Task objective -
Leave out the images; return the rest of the data exactly.

Stored data -
================

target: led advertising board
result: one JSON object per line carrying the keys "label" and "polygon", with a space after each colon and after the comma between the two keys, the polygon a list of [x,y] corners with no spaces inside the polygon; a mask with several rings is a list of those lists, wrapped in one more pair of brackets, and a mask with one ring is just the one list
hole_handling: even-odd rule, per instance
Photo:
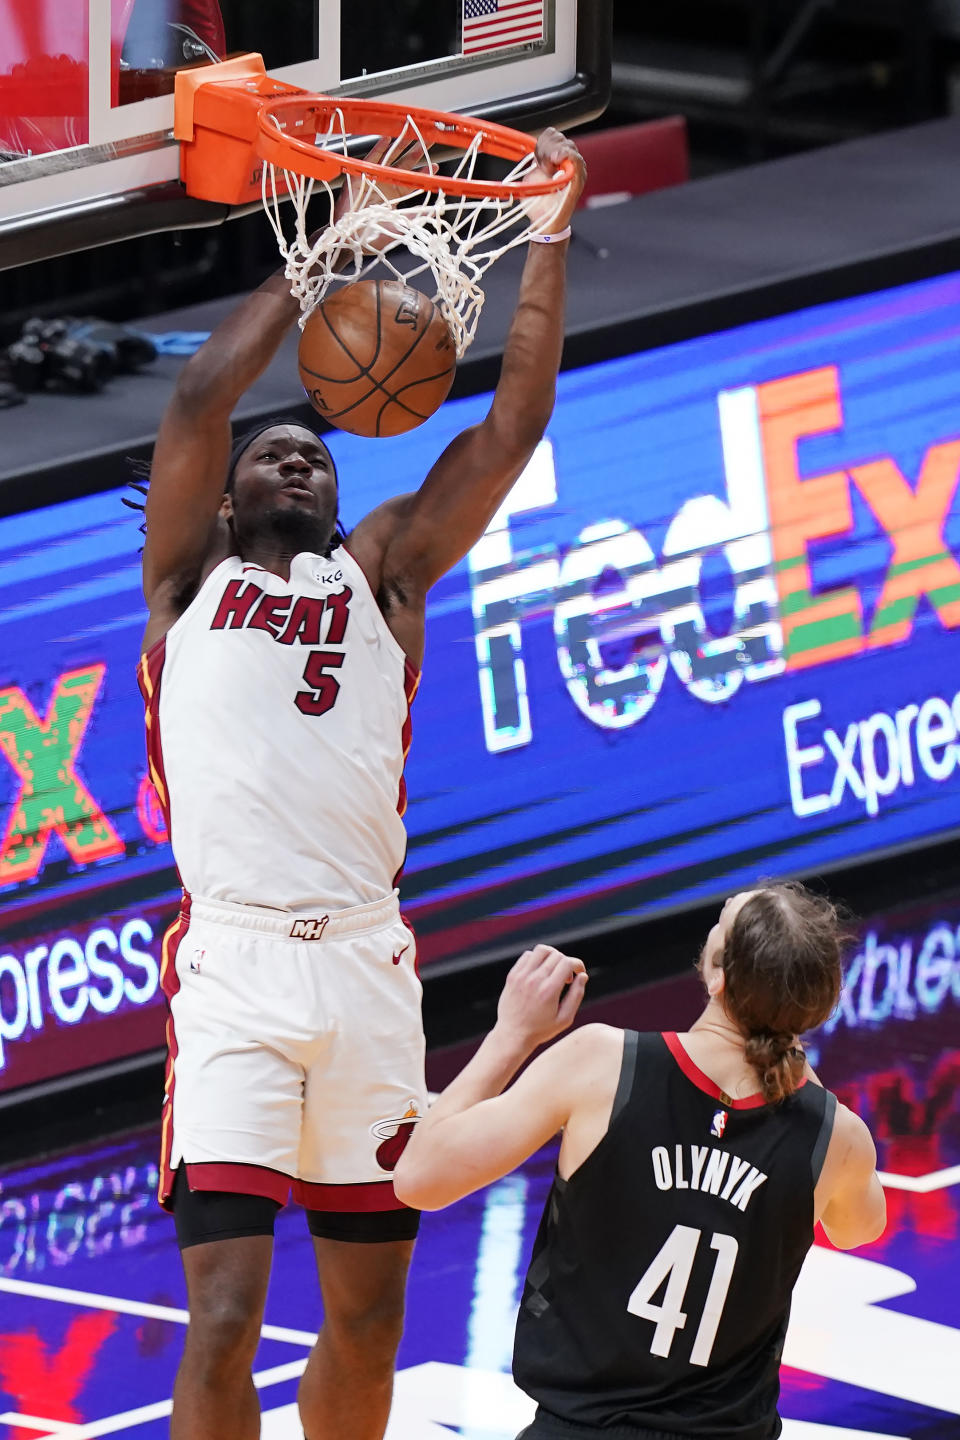
{"label": "led advertising board", "polygon": [[[958,395],[958,275],[561,376],[430,598],[425,962],[960,830]],[[347,525],[488,403],[334,435]],[[161,1040],[137,542],[116,493],[0,521],[0,1088]]]}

================

Solution -
target: led advertising board
result: one JSON object per line carrying the keys "label" and "polygon", with a space after each colon and after the comma between the two keys, the polygon a list of [x,y] corners with no spaces inside the polygon; a mask with several rings is a list of those lists, wrapped in one more pair of brackets, and a mask with one ring is just the one list
hole_handling: even-odd rule, per instance
Photo:
{"label": "led advertising board", "polygon": [[[958,395],[958,275],[561,376],[430,598],[425,962],[960,830]],[[347,525],[488,403],[334,435]],[[161,1040],[137,542],[116,493],[0,521],[0,1088]]]}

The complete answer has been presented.